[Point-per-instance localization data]
------------------------------------------------------------
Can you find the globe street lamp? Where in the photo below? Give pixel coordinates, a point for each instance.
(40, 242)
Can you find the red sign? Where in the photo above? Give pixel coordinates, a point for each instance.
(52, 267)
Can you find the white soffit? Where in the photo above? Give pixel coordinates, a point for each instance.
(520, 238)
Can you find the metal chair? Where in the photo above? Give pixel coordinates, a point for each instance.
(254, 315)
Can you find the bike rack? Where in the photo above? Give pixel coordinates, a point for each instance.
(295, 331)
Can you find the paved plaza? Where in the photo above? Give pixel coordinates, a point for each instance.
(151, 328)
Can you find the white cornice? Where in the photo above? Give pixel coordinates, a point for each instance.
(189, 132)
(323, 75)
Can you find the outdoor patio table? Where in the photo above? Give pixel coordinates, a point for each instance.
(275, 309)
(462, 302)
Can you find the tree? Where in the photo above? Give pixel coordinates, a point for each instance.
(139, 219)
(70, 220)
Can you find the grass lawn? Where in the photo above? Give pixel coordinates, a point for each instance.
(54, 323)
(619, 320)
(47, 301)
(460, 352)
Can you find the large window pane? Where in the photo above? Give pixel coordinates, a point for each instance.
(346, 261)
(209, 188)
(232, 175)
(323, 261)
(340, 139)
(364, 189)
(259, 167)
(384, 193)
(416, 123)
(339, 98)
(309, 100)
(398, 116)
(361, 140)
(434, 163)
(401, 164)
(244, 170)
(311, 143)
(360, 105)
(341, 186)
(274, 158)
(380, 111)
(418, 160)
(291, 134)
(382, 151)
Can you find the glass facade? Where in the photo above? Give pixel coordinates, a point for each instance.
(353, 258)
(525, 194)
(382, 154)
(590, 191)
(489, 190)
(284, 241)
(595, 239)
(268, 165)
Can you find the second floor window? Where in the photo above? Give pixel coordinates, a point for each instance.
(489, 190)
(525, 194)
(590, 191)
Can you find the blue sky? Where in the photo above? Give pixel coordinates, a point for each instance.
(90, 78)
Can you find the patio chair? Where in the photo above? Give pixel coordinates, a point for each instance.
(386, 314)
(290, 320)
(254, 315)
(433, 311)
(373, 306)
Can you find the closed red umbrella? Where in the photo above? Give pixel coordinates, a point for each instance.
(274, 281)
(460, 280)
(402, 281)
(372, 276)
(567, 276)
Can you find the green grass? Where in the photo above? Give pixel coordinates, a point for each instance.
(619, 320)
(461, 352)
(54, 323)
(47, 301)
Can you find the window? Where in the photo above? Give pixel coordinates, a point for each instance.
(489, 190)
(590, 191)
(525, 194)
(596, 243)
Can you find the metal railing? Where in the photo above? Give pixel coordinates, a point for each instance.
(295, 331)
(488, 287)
------------------------------------------------------------
**TASK ITEM**.
Keeping every word in place, restate the entries above.

**PROBLEM SOLUTION**.
Can you find the globe street lamp? Where in the photo below? Give pixel coordinates, a point for each instance.
(40, 242)
Can you find the red sign? Where in the photo above? Give pixel coordinates, a point for each instance.
(52, 267)
Can you find the white soffit? Where in the photo above? Give pixel coordinates, a point for each instance.
(520, 238)
Can you find the metal chair? Where in the photo above? Give pixel coordinates, a point for each instance.
(254, 315)
Can you find the bike rack? Where in the photo above? Give pixel coordinates, a point for each instance.
(295, 331)
Can you find the paved plaza? Where in the photo above? Give pixel coordinates, a point for each instance.
(151, 328)
Can you find the white cornice? Where in the photo above? Give pixel coordinates, a point for each instance.
(189, 132)
(323, 75)
Can you find the outdoor patio table? Where in the photo above? Give pixel coordinates, a point for each instance.
(275, 309)
(462, 302)
Can you find the tree? Where in the photo above? Give pixel coordinates, a point for each instance.
(139, 219)
(70, 220)
Can you find the grass lawn? Where in the photo above? Give pixel coordinates, a point for each instance.
(54, 323)
(619, 320)
(47, 301)
(460, 352)
Can you find the large window pane? Where in the photo above? Give pixel coordinates, a point for each instance.
(346, 261)
(209, 188)
(232, 175)
(323, 261)
(340, 139)
(364, 189)
(259, 167)
(384, 193)
(416, 123)
(339, 98)
(309, 100)
(398, 116)
(361, 140)
(434, 163)
(401, 164)
(244, 170)
(311, 143)
(360, 105)
(341, 186)
(274, 158)
(380, 111)
(418, 160)
(291, 134)
(382, 151)
Can you find the glass facade? Where in the photo above? Give pixel coordinates, a point for each instance.
(353, 258)
(525, 194)
(382, 154)
(590, 191)
(489, 190)
(284, 241)
(595, 239)
(268, 165)
Can you find the second floor window? Where in the photo above? Give pixel coordinates, a point for each instance.
(489, 190)
(525, 194)
(590, 191)
Can you find the blue sky? Where in the photo above? Give pixel coordinates, a point for each instance.
(90, 78)
Can you find the patio chair? Where in the photo above? Give pixel coordinates, a point for each instance.
(386, 314)
(290, 320)
(254, 315)
(433, 311)
(373, 306)
Can you find the closed red umbrella? Where in the photo above? Give pixel coordinates, a point for each instance.
(274, 281)
(460, 280)
(402, 281)
(372, 276)
(567, 276)
Can you find the green grass? Where in the photo above? Give pixel coordinates, a point for each instance.
(619, 320)
(461, 352)
(54, 323)
(47, 301)
Can you find the window? Where in the photo above? Give pixel coordinates, a point for each instance.
(489, 190)
(590, 191)
(525, 194)
(596, 243)
Can you find the metal railing? Where in the photo above? Give pixel coordinates, a point for each instance.
(295, 331)
(488, 287)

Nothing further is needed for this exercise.